(Rekordy ze zbioru danych)
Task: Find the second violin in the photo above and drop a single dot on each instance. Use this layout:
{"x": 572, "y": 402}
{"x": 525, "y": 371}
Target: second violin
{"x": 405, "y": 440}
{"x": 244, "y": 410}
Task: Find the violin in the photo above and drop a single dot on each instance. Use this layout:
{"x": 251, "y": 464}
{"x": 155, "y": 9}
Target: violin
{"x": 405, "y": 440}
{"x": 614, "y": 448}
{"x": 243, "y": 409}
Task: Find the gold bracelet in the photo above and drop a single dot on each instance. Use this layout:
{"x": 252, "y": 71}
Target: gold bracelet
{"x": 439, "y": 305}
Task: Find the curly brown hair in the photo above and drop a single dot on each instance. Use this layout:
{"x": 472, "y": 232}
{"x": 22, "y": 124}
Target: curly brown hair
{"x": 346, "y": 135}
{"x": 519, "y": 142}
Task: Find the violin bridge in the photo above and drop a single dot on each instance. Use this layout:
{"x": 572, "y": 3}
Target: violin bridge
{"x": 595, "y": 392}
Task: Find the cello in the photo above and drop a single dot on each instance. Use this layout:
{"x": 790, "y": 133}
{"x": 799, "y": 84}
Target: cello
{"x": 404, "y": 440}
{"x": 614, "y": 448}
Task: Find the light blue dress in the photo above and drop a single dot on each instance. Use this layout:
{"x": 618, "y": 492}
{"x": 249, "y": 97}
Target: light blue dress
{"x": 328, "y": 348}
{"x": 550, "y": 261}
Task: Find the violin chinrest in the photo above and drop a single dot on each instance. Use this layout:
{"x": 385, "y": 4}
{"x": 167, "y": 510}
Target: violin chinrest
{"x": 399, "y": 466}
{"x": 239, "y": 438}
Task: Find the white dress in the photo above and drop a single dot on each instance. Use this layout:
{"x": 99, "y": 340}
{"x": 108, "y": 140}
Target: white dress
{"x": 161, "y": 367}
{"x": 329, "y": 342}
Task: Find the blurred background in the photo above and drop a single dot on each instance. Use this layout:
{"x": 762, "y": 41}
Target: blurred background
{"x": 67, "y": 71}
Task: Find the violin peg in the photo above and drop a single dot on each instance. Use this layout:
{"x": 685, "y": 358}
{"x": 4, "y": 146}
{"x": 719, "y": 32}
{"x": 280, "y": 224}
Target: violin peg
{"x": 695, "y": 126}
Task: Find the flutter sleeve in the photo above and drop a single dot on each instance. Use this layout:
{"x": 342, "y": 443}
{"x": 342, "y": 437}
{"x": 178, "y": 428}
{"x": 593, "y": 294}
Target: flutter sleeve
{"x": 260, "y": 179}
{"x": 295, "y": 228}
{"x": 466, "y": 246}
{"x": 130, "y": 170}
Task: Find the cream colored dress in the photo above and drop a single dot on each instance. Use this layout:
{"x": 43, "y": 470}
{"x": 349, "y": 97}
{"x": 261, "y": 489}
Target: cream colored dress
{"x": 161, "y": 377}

Zadanie do wykonania: Przedstaw wszystkie powyższe rekordy jako listę numerowaną, pomijając puste wiersze.

Rozwiązanie ćwiczenia:
1. Task: Find the second violin in the photo above and drop a single dot on each instance. Use this layout:
2. {"x": 572, "y": 402}
3. {"x": 525, "y": 371}
4. Target: second violin
5. {"x": 405, "y": 440}
6. {"x": 244, "y": 410}
7. Task: Find the violin in the photo above and drop a single dot on each instance. Use this layout:
8. {"x": 251, "y": 464}
9. {"x": 155, "y": 9}
10. Target: violin
11. {"x": 405, "y": 440}
12. {"x": 614, "y": 448}
13. {"x": 243, "y": 409}
14. Task: Find the gold bracelet in the photo above and drop a single dot on each instance. Use this layout:
15. {"x": 252, "y": 71}
16. Target: gold bracelet
17. {"x": 439, "y": 305}
18. Task: Find the curly brown hair in the photo above and drop a single dot on each instance. Use this layout:
19. {"x": 472, "y": 232}
20. {"x": 22, "y": 124}
21. Target: curly brown hair
22. {"x": 346, "y": 135}
23. {"x": 519, "y": 142}
24. Task: Find the violin bridge in the photo above and drop a single dot on each instance. Use this layout:
25. {"x": 572, "y": 3}
26. Target: violin bridge
27. {"x": 595, "y": 392}
28. Task: Find the cello in the photo above and drop a single dot on each instance. Use this layout:
29. {"x": 790, "y": 133}
30. {"x": 799, "y": 84}
31. Target: cello
32. {"x": 404, "y": 440}
33. {"x": 614, "y": 448}
34. Task: Find the light blue dress in the photo above and drop a single dot on each instance. Use this layout:
35. {"x": 618, "y": 492}
36. {"x": 249, "y": 97}
37. Target: light blue dress
38. {"x": 328, "y": 348}
39. {"x": 550, "y": 261}
40. Task: Find the violin chinrest in the photo above and drop a single dot on each instance. Use this layout:
41. {"x": 385, "y": 4}
42. {"x": 167, "y": 510}
43. Target: violin chinrest
44. {"x": 399, "y": 466}
45. {"x": 239, "y": 438}
46. Task: Find the white dress in the photo above and drop a single dot on each instance. Use this layout:
47. {"x": 99, "y": 340}
48. {"x": 108, "y": 140}
49. Target: white dress
50. {"x": 161, "y": 367}
51. {"x": 329, "y": 342}
52. Task: Find the blurred background in the photo above and drop a single dot on each instance. Use this layout:
53. {"x": 762, "y": 41}
54. Target: blurred background
55. {"x": 67, "y": 71}
56. Task: Find the violin peg in the photo above and drop a single dot on each instance. Use this layout:
57. {"x": 685, "y": 358}
58. {"x": 4, "y": 146}
59. {"x": 719, "y": 32}
60. {"x": 280, "y": 224}
61. Target: violin peg
62. {"x": 695, "y": 126}
63. Task: Find the flutter sleeve in the photo above and drop a single dot on each instance. Use this layout:
64. {"x": 342, "y": 443}
65. {"x": 342, "y": 437}
66. {"x": 178, "y": 428}
67. {"x": 593, "y": 294}
68. Target: flutter sleeve
69. {"x": 260, "y": 179}
70. {"x": 295, "y": 228}
71. {"x": 466, "y": 246}
72. {"x": 130, "y": 170}
73. Task: Find the cream colored dress in the photo above and drop a single dot on each instance. Use this layout:
74. {"x": 43, "y": 470}
75. {"x": 349, "y": 97}
76. {"x": 261, "y": 489}
77. Target: cream colored dress
78. {"x": 161, "y": 377}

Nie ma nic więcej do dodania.